- WORK TO COMPLETE -
Rewrite the lines starting at the one containing "Task: annotate a point on every instance of the window blind" and ending with the last line, requests included, raising every number in the point coordinates by 79.
• • • • •
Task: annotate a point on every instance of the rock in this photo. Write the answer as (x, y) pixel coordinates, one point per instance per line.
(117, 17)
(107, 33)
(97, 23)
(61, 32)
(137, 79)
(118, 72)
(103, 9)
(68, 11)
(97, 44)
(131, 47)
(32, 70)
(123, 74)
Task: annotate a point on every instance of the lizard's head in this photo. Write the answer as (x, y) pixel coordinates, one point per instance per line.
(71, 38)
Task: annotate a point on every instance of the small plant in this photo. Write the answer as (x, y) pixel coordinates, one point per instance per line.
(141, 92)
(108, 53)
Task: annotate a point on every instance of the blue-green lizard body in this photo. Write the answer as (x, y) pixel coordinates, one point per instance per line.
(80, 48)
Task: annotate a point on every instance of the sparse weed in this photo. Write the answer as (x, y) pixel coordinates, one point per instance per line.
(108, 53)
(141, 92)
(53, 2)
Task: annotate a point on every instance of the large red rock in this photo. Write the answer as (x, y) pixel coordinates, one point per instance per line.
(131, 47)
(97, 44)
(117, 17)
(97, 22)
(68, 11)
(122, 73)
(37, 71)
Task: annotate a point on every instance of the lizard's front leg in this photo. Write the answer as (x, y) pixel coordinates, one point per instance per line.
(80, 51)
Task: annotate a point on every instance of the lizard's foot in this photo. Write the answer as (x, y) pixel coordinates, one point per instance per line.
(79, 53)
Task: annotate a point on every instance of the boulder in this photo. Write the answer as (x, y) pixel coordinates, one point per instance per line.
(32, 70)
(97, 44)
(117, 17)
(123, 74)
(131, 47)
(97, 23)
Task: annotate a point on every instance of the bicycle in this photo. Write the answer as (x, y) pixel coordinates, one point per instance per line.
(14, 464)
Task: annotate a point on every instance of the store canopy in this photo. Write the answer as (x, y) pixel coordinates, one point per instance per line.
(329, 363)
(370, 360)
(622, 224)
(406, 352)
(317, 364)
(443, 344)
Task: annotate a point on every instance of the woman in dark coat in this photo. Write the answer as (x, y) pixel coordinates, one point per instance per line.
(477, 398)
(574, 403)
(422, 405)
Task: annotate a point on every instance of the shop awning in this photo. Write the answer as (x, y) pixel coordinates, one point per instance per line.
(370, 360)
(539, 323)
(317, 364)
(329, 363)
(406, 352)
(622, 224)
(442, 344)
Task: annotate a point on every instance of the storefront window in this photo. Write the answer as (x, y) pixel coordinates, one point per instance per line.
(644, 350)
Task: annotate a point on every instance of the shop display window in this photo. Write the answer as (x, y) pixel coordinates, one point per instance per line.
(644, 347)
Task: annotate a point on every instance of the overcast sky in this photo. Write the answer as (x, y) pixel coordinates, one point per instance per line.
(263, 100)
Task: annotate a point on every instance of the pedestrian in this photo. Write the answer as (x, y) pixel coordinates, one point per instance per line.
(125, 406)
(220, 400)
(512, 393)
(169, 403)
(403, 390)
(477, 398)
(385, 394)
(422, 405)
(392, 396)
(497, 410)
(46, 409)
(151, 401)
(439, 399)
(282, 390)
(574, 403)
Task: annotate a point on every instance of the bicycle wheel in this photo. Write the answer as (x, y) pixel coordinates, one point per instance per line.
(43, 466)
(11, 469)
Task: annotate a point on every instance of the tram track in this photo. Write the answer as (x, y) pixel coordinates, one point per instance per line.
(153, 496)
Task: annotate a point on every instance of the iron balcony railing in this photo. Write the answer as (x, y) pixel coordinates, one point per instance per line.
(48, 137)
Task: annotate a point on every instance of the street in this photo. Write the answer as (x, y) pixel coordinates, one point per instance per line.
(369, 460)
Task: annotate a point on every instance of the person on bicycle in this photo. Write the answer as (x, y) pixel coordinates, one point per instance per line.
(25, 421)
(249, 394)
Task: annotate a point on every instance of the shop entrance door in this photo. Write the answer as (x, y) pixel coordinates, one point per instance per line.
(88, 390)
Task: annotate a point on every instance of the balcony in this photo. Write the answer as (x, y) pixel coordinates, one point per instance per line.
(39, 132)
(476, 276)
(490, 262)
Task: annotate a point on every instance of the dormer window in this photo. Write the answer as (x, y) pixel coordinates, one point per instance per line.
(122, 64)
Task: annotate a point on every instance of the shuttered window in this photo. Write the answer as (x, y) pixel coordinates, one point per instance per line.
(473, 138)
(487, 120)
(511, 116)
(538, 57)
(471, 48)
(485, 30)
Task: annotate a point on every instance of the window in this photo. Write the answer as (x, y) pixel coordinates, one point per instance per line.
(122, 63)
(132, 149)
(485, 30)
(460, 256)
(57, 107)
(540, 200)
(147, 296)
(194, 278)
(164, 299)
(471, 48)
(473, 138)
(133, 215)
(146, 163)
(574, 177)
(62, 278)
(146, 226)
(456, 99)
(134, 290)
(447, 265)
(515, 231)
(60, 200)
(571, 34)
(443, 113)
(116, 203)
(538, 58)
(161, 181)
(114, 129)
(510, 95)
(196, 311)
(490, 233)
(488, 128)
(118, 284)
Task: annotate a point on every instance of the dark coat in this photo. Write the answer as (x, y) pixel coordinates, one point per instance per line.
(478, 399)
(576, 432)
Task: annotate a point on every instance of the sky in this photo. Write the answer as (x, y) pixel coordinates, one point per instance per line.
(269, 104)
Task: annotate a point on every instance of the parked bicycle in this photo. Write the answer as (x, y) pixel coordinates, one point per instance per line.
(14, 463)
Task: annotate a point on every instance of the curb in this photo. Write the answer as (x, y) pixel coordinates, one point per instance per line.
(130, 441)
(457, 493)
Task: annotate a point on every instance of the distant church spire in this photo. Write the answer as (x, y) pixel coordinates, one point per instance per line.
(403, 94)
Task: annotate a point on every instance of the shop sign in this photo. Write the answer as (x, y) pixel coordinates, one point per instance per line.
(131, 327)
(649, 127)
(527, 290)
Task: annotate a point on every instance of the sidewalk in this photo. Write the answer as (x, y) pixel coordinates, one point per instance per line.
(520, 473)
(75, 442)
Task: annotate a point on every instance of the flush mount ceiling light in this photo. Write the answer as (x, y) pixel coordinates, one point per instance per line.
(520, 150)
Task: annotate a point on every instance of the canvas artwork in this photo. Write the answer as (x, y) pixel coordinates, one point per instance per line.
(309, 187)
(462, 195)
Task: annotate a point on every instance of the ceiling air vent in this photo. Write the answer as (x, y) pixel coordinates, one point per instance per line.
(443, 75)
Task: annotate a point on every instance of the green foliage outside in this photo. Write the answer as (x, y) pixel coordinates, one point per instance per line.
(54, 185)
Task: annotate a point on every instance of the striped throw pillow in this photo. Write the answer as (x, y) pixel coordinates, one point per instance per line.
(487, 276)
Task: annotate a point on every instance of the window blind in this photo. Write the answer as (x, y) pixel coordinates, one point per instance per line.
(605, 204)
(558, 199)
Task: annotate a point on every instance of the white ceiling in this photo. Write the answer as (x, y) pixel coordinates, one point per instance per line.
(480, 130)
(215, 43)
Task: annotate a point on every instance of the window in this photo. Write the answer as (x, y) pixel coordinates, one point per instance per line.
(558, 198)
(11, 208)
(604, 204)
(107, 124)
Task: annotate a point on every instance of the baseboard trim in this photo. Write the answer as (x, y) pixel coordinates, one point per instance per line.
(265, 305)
• • • • •
- SOLUTION BELOW -
Task: annotate a point on every instance of the window blind in this photo. Write the answer as (x, y) pixel coordinates, one point per instance per line.
(684, 283)
(637, 278)
Task: annotate a point on every instance of the white ceiling in this photo. Write the answer as (x, y) pixel coordinates, one point per instance per line.
(559, 209)
(294, 122)
Task: annotate a point on every instance of the window in this photo. Write the answer as (x, y) pixel coordinates, one point per instance per line.
(637, 277)
(90, 287)
(683, 283)
(186, 203)
Task: annotate a point on every instance of the baseboard trim in this photo. Write the answer as (x, y) pixel coordinates, one point per instance per line.
(344, 384)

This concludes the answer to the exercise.